▶ DIRECTIONS FOR THIS TASK
Print every entry exactly as written.

* start DATASET ROWS *

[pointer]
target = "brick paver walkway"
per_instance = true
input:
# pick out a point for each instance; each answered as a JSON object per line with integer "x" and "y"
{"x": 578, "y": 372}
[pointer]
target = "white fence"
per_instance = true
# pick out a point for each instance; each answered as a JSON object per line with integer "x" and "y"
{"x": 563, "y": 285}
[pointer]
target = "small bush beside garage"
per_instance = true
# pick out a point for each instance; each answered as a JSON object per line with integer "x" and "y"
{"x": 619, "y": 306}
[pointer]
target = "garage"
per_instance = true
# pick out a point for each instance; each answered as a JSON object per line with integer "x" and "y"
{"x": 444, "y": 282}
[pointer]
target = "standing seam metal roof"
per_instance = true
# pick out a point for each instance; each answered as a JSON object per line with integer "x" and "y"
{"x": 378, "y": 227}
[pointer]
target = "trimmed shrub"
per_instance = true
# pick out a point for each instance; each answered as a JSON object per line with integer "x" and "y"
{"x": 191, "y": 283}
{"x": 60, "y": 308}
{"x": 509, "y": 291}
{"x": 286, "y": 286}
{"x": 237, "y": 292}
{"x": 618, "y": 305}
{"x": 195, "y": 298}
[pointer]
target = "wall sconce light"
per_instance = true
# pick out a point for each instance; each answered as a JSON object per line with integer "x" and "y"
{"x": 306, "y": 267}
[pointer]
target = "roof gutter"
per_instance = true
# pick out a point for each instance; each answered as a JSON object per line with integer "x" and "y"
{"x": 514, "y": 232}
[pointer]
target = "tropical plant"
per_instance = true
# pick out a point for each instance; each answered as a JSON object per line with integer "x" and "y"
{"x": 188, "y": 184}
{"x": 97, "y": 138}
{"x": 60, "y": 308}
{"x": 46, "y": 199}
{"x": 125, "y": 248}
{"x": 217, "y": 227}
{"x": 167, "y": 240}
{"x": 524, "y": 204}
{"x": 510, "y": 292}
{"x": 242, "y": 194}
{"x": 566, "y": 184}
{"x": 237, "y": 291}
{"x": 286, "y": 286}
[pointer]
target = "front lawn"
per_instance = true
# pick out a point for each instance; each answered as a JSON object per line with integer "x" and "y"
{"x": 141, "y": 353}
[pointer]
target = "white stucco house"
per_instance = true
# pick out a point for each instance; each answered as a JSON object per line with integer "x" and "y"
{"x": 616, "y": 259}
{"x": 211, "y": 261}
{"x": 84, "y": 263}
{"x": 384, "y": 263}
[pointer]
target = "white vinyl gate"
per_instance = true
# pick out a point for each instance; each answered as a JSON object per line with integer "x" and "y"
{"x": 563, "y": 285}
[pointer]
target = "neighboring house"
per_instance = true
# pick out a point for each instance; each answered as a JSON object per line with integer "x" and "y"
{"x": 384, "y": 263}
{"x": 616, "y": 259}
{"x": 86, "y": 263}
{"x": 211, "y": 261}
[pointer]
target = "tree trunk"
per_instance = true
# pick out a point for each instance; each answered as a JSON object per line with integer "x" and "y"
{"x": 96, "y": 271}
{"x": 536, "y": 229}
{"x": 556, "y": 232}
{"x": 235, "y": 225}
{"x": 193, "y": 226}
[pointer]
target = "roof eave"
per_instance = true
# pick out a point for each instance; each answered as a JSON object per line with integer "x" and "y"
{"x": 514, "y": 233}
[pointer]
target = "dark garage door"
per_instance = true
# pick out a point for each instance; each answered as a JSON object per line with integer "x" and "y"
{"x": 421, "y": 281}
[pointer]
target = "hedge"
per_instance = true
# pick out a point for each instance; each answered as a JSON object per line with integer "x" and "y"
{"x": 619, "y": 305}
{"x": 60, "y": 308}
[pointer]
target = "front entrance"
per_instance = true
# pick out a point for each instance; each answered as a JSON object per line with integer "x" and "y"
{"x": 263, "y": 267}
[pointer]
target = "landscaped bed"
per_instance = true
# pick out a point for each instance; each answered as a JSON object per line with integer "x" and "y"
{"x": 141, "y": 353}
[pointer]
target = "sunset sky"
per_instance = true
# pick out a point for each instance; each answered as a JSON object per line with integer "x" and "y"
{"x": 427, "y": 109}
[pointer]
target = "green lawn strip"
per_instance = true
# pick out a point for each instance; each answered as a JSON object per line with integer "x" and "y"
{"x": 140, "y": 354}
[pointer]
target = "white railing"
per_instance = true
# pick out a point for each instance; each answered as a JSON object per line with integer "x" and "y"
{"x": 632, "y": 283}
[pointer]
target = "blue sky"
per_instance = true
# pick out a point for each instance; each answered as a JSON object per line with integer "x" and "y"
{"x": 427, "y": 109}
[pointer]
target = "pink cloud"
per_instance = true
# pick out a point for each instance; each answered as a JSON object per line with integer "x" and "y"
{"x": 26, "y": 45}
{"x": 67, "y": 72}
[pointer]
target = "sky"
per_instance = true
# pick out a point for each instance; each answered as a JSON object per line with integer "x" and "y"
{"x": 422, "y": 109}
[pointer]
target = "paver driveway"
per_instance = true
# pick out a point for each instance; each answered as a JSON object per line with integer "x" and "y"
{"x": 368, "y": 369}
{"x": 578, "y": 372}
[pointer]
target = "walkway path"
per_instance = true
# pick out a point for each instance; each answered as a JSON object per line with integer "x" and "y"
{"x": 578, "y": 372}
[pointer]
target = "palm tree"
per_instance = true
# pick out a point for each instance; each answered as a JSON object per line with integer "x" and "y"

* end DATASET ROWS *

▶ CORRECT RESPONSE
[pointer]
target = "brick paver walkway"
per_instance = true
input:
# pick out a point for each instance; each answered as a JSON object per line with integer "x" and "y"
{"x": 578, "y": 372}
[pointer]
target = "white fence"
per_instance = true
# pick out a point for each instance; each answered as a JSON object per line with integer "x" and "y"
{"x": 563, "y": 285}
[pointer]
target = "small bush beside garage"
per_instance = true
# pick out a point for each instance; each answered as a JSON object per line with integer "x" and "y"
{"x": 619, "y": 306}
[pointer]
target = "garage"
per_instance = true
# pick out a point for each instance; each answered as a JSON object per line with integer "x" and "y"
{"x": 444, "y": 282}
[pointer]
target = "standing seam metal roof"
per_instance = true
# pick out a point for each instance; each answered as a JSON object per line with integer "x" and "y"
{"x": 378, "y": 227}
[pointer]
target = "trimmed shrub"
per_instance = true
# pick out a point for each instance; each answered as a JSON object per line with integer "x" and "y"
{"x": 191, "y": 283}
{"x": 60, "y": 308}
{"x": 509, "y": 291}
{"x": 286, "y": 286}
{"x": 237, "y": 292}
{"x": 618, "y": 305}
{"x": 195, "y": 298}
[pointer]
target = "wall sconce light"
per_instance = true
# pick out a point for each instance; each answered as a JSON object per line with integer "x" and "y"
{"x": 306, "y": 267}
[pointer]
target = "roof gutter"
per_instance = true
# pick out a point for each instance; each answered as a JSON object per line with integer "x" and "y"
{"x": 514, "y": 232}
[pointer]
target = "tropical plant"
per_instance = true
# pick out a point for each instance; each answered as a JSON object per line with integer "x" and "y"
{"x": 188, "y": 184}
{"x": 97, "y": 138}
{"x": 60, "y": 308}
{"x": 46, "y": 199}
{"x": 125, "y": 248}
{"x": 217, "y": 227}
{"x": 167, "y": 240}
{"x": 524, "y": 204}
{"x": 510, "y": 292}
{"x": 242, "y": 194}
{"x": 566, "y": 184}
{"x": 237, "y": 291}
{"x": 286, "y": 286}
[pointer]
target = "front lawn"
per_instance = true
# pick out a point for each instance; each answered as a JSON object per line with integer "x" and "y"
{"x": 141, "y": 353}
[pointer]
target = "white stucco house"
per_instance = true
# pick out a point for each instance; each answered as a JSON object per line with integer "x" and "y"
{"x": 616, "y": 259}
{"x": 211, "y": 261}
{"x": 84, "y": 263}
{"x": 384, "y": 263}
[pointer]
target = "white vinyl gate"
per_instance = true
# pick out a point for each instance; each answered as a JSON object per line with integer "x" and "y"
{"x": 563, "y": 285}
[pointer]
target = "neighboring house"
per_instance = true
# pick out a point for each instance; each answered as a JSON object per line with integer "x" and "y"
{"x": 384, "y": 263}
{"x": 616, "y": 259}
{"x": 86, "y": 263}
{"x": 211, "y": 261}
[pointer]
target = "tree trunk"
per_instance = true
# pick out a point for each instance; each answered as a JSON object per line with integer "x" and "y"
{"x": 96, "y": 271}
{"x": 536, "y": 229}
{"x": 556, "y": 232}
{"x": 235, "y": 225}
{"x": 193, "y": 226}
[pointer]
target = "roof eave"
per_instance = true
# pick out a point for each instance; each answered as a JSON object per line with integer "x" and "y"
{"x": 514, "y": 233}
[pointer]
target = "dark garage door"
per_instance = true
# pick out a point for each instance; each answered as a JSON object per line with integer "x" and "y"
{"x": 421, "y": 281}
[pointer]
target = "hedge"
per_instance = true
# pick out a point for each instance; each answered as a JSON object per line with integer "x" and "y"
{"x": 619, "y": 305}
{"x": 60, "y": 308}
[pointer]
target = "front entrance"
per_instance = true
# pick out a point for each instance; each answered as a JSON object per line with integer "x" and "y"
{"x": 263, "y": 267}
[pointer]
target = "landscaped bed"
per_instance = true
# pick out a point for each instance; each answered as a JSON object per line with integer "x" and "y"
{"x": 141, "y": 353}
[pointer]
target = "sunset sky"
per_instance = true
# pick out a point for each instance; each answered as a JSON object per line with integer "x" and "y"
{"x": 427, "y": 109}
[pointer]
target = "green lawn strip"
per_instance = true
# pick out a point for each instance; each answered as a JSON object per line with integer "x" and "y"
{"x": 140, "y": 354}
[pointer]
target = "white railing"
per_instance = true
# pick out a point for each instance; each answered as a JSON object per line with integer "x" and "y"
{"x": 632, "y": 283}
[pointer]
target = "blue sky"
per_instance = true
# pick out a point for each instance; each answered as a JSON object per line with integer "x" and "y"
{"x": 427, "y": 109}
[pointer]
target = "pink cloud"
per_instance = true
# pick out a point for each instance; each answered as a JSON object per line with integer "x" and "y"
{"x": 26, "y": 45}
{"x": 67, "y": 72}
[pointer]
target = "sky"
per_instance = true
# pick out a point for each instance; each answered as a JSON object per line with integer "x" and "y"
{"x": 422, "y": 109}
[pointer]
target = "paver driveway"
per_instance = true
# pick out a point for each instance; each answered as a JSON object per line with integer "x" and "y"
{"x": 368, "y": 369}
{"x": 578, "y": 372}
[pointer]
target = "walkway path"
per_instance = true
# pick out a point for each instance; each answered as a JSON object per line with integer "x" and "y"
{"x": 578, "y": 372}
[pointer]
target = "palm tree"
per_instance = true
# pick out a point for each instance; each answered as a JSON object per line with integer "x" and "y"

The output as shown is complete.